Gate Driving Circuit and Image Display Device Including the Same

1. A gate driving circuit, comprising: a plurality of stages configured to sequentially and repeatedly output a plurality of scan pulse signals, each having a different pulse width in response to at least one external gate control signal, the external gate control signal including three-phase clock pulses, and a timing controller configured to generate the three-phase clock pulses and supply the gate control signals to the plurality of stages, wherein at least one of the plurality of stages is configured to sequentially generate at least one of the plurality of scan pulse signals having the different pulse width and phase-delayed in response to the three-phase clock pulses among the gate control signals, the pulse width for each of the scan pulse signals and a phase delay for each of the scan pulse signals determined based on the three-phase clock pulses, wherein the plurality of stages is configured to supply the plurality of scan pulse signals to a plurality of gate lines of a display panel in the sequence, and wherein the timing controller is configured to sequentially and repeatedly generate the three-phase clock pulses with different pulse widths.

Supplied information —
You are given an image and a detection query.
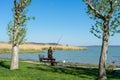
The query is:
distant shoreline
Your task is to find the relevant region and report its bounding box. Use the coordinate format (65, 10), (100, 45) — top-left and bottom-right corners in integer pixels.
(0, 42), (87, 53)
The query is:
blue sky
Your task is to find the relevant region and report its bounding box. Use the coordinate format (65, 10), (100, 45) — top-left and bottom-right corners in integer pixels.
(0, 0), (120, 46)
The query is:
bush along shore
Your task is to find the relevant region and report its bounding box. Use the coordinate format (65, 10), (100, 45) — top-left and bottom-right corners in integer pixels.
(0, 42), (87, 53)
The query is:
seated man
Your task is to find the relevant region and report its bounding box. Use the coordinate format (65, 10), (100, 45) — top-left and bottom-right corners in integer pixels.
(48, 47), (53, 58)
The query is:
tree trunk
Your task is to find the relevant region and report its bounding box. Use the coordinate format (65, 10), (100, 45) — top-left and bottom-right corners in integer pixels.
(10, 44), (19, 70)
(99, 31), (109, 80)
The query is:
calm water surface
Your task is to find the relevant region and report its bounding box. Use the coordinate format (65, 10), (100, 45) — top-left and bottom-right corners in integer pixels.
(0, 46), (120, 65)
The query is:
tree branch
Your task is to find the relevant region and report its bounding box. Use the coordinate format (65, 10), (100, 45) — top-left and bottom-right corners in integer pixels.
(86, 0), (106, 20)
(107, 0), (118, 20)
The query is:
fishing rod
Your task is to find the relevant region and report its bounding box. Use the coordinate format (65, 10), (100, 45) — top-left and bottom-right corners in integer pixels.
(54, 35), (63, 49)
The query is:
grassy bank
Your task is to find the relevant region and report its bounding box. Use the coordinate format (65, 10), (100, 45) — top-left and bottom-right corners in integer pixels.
(0, 42), (87, 53)
(0, 60), (120, 80)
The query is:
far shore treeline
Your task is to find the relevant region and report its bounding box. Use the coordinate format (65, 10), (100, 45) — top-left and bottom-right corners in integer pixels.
(0, 42), (87, 54)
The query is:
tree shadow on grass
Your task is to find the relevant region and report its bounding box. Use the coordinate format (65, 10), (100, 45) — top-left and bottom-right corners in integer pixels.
(28, 66), (98, 80)
(28, 65), (120, 80)
(0, 61), (10, 69)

Brief 1 — Using the gate driving circuit claim, list each action that the claim says the timing controller is configured to perform.
Brief 2 — Write the next part of the gate driving circuit claim, picking up right after its last sentence.

Exercise response 1 —
- Generate the three-phase clock pulses
- Supply the gate control signals to the plurality of stages
- Sequentially and repeatedly generate the three-phase clock pulses with different pulse widths

Exercise response 2 —
2. The gate driving circuit of claim 1 , wherein the three-phase clock pulses include a first clock pulse signal, a second clock pulse signal, and a third clock pulse signal that are generated sequentially, wherein the second clock pulse signal has a pulse width that is wider than a pulse width of the first clock pulse signal, wherein the third clock pulse signal has a pulse width that is wider than the pulse width of the second clock pulse signal, and wherein the first clock pulse signal, the second clock pulse signal, and the third clock pulse signal are sequentially and alternately supplied to the plurality of stages.

3. The gate driving circuit of claim 2 , wherein at least one (3n−2)th stage in the plurality of stages is configured to supply at least the first scan pulse signal to red sub-pixels of the display panel in response to the at least the first clock pulse signal, wherein at least one (3n−1)th stage in the plurality of stages is configured to supply at least the second scan pulse signal to green sub-pixels of the display panel in response to the at least the second clock pulse signal, and wherein at least one (3n)th stage in the plurality of stages is configured to supply at least the third scan pulse signal to blue sub-pixels of the display panel in response to the at least the third clock pulse signal, wherein n is a natural number except 0.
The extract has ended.